### Anhand der Informationen
a – In welcher Stadt hat die Reporterin laut dem Artikel über die freien Theater in Niedersachsen nachgefragt?
b – Führen Sie den Artikel über die freien Theater in Niedersachsen im Anschluss an seinen letzten Satz fort.

Corona-Hilfen versiegen: Was nun, freie Theater?
Während des Lockdowns hat der Bund Kultureinrichtungen mit Corona-Hilfen unterstützt. Was deren Wegfall für die freie Theaterszene in Niedersachsen bedeutet, hat unsere Reporterin in Hannover nachgefragt.
Zuerst die Corona-Pandemie - Spielstätten blieben geschlossen, Künstlerinnen und Künstler konnten nicht auftreten. Jetzt der Krieg gegen die Ukraine und die damit verbundene Inflation hier in Deutschland - explodierende Preise beim Gas und jetzt auch beim Strom. Alles Kosten, die die freien Theater in Niedersachsen jetzt zusätzlich stemmen müssen.

### Datenauszüge
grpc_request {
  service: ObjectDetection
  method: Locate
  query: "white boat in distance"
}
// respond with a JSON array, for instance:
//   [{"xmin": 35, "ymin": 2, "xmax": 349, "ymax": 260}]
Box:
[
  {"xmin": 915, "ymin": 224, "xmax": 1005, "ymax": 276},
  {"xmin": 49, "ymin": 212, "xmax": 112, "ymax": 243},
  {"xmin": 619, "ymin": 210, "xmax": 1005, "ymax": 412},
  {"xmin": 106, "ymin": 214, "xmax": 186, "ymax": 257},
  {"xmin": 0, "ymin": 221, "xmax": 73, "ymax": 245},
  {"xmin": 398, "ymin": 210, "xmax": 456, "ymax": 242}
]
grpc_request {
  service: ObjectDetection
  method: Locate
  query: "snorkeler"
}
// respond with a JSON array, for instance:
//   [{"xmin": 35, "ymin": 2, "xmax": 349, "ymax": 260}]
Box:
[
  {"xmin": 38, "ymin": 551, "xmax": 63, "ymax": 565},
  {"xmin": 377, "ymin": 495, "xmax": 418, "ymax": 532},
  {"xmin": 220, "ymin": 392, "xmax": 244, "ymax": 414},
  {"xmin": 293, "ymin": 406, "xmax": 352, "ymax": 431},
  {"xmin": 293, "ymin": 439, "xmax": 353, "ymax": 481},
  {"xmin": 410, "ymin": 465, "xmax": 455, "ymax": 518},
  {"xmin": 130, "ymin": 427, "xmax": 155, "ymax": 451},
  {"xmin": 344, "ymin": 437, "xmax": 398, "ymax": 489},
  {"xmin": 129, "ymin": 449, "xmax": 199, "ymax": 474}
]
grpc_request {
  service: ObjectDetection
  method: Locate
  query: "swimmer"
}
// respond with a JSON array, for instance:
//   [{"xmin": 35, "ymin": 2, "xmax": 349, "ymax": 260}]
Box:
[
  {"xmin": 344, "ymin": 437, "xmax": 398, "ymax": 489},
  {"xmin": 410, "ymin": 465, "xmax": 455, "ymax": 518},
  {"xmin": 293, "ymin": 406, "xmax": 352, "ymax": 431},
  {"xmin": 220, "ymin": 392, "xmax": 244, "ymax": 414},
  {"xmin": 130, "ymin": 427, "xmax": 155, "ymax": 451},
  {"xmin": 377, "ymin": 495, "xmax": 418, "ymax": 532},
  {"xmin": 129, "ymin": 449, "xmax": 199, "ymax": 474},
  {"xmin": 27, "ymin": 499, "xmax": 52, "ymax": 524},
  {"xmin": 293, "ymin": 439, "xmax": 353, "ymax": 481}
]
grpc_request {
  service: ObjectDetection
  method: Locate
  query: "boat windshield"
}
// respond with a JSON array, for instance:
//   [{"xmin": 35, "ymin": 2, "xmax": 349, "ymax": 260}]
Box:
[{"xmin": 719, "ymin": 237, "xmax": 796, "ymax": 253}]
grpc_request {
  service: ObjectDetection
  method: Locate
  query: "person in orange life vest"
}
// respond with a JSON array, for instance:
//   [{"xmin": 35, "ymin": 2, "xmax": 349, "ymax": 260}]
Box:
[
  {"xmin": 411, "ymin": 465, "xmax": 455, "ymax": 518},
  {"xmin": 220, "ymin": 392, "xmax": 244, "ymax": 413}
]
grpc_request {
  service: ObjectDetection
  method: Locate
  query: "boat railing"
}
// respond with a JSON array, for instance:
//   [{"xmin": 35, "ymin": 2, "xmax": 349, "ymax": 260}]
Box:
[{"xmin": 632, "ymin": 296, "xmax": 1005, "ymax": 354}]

### Erwartete Ausgaben
a – In Hannover.

b –
Klamme freie Theater finanzieren sich von Projekt zu Projekt
Dazu kommt: Freie Theater finanzieren sich von Projekt zu Projekt, sagt Martina von Bargen, Geschäftsführerin des Landesverbandes Freier Theater in Niedersachsen: "Die Basisfinanzierung, sei sie aus den Kommunen oder vom Land Niedersachsen mit der neu eingeführten Spielstättenverordnung, ist ja doch sehr limitiert. Da gibt es keine Potenziale, wo man sagen könnte: Dann schöpfen wir mal aus diesen anderen Quellen."
Denn die Verordnung unterstützt nur ausgewählte Spielorte der freien Szene über einen festgelegten Zeitraum mit Geldern. Dazu zählt auch das Figurentheater Theatrio in Hannover im Stadtteil Vahrenheide. Hier decken die Fördergelder die laufenden Kosten, sagt Geschäftsführerin Evelyna Villalba: "Lichttechnik haben wir, natürlich auch Lautsprecherboxen. Für einen Techniker haben wir jetzt vielleicht eine Förderung vom Jobcenter in Aussicht. Andere Förderung gibt es dafür nicht - also nicht für uns."
"Geldgeber haben Fördermittel nicht weitergedacht"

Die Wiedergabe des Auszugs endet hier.